- **WHAT IS NEEDED**: Only the lines from the top of the data through the one with "Target: large boulder" are to be written out, each exactly as it stands.
Top of EXERCISE INPUT
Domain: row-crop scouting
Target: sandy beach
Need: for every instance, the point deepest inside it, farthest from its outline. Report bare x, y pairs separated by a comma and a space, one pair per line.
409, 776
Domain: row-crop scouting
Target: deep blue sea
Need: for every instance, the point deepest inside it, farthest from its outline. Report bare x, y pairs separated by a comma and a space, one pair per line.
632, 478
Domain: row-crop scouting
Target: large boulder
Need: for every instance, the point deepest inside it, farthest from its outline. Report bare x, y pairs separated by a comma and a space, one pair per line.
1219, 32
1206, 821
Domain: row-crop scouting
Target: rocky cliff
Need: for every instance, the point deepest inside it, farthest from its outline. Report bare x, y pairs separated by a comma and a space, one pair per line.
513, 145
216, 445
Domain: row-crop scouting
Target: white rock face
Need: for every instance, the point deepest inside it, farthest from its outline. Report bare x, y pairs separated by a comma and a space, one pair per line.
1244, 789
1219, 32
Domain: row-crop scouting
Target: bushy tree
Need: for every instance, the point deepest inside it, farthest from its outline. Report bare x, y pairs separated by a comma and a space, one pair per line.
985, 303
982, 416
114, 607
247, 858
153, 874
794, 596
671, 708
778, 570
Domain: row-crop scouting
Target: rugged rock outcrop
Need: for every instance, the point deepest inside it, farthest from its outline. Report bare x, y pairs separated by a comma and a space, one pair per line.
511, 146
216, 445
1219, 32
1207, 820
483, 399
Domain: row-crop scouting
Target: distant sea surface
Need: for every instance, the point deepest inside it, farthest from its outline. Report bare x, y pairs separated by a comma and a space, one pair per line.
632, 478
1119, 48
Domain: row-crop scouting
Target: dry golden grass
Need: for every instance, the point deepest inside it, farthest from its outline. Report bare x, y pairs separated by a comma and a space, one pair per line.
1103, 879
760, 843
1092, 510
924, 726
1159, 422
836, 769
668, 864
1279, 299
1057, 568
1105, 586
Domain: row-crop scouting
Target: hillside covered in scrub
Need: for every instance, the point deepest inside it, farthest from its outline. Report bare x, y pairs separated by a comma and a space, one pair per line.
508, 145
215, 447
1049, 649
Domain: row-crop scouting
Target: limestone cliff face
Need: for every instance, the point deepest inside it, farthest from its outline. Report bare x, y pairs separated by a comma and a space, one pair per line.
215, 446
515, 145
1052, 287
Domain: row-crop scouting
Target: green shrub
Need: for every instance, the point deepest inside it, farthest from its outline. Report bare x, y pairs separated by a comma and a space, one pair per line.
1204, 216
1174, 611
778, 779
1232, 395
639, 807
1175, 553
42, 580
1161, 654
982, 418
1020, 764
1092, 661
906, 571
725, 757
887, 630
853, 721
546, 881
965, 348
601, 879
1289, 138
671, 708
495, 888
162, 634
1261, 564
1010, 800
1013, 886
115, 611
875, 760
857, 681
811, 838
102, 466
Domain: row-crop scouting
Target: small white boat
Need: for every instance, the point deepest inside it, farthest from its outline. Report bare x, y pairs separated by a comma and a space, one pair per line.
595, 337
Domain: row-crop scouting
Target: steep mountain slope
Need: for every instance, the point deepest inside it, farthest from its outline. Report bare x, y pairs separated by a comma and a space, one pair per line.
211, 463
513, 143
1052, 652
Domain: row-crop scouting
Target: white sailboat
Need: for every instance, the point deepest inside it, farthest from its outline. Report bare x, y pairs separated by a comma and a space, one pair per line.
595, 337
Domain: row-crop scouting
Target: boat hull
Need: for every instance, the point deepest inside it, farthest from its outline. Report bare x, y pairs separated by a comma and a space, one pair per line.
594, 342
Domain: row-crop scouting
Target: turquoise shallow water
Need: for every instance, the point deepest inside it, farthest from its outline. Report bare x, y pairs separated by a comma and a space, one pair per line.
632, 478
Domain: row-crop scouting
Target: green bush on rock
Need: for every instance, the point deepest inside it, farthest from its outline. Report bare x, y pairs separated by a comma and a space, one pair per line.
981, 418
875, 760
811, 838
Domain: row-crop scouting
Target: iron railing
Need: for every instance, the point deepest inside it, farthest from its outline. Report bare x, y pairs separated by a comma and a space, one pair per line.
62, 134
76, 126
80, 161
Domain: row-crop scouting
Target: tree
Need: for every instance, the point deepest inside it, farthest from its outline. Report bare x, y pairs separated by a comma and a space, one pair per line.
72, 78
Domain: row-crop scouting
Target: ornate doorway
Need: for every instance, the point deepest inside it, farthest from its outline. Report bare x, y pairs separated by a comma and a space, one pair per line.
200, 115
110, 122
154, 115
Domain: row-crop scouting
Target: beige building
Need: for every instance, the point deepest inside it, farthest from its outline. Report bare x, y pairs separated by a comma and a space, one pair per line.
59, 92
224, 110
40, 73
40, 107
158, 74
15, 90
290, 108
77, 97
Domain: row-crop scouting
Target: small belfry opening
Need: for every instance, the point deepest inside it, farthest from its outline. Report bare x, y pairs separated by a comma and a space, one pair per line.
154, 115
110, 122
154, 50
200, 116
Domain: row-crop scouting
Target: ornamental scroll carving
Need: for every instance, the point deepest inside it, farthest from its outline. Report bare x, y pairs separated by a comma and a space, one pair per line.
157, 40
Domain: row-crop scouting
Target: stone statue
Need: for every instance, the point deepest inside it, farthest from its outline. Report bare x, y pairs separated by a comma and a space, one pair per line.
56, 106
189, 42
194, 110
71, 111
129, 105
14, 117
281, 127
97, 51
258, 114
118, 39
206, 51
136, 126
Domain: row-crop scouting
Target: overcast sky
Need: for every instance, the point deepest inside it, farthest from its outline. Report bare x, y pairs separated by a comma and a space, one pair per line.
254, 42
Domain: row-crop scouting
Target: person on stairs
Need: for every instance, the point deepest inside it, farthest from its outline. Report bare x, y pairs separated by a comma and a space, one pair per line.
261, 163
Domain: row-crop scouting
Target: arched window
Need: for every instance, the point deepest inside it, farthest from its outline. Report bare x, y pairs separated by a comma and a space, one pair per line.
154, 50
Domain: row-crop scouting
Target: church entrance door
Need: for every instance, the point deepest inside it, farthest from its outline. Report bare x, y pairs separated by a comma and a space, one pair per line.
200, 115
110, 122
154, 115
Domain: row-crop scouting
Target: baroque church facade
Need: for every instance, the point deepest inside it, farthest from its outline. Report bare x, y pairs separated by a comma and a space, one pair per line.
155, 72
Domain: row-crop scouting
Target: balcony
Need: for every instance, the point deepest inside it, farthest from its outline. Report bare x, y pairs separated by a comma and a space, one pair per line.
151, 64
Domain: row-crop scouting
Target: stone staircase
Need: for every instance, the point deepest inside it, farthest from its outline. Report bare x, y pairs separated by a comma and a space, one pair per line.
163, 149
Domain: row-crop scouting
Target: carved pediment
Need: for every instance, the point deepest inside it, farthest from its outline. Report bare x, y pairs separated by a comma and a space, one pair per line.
Bottom of EXERCISE INPUT
- **WRITTEN RESPONSE**:
Domain: row-crop scouting
Target: sandy beach
Need: for every instance, the point deepest inside it, farthest from its outline. Report bare x, y pairs separated by a comma and a space, one pair per line.
409, 776
Domain: row-crop scouting
Target: deep blue sea
Need: for every instance, the point deepest inside it, farthest from its outline. Report bare x, y pairs separated by a comma and a space, one pair per line.
632, 478
Domain: row-crop scouting
Target: large boulder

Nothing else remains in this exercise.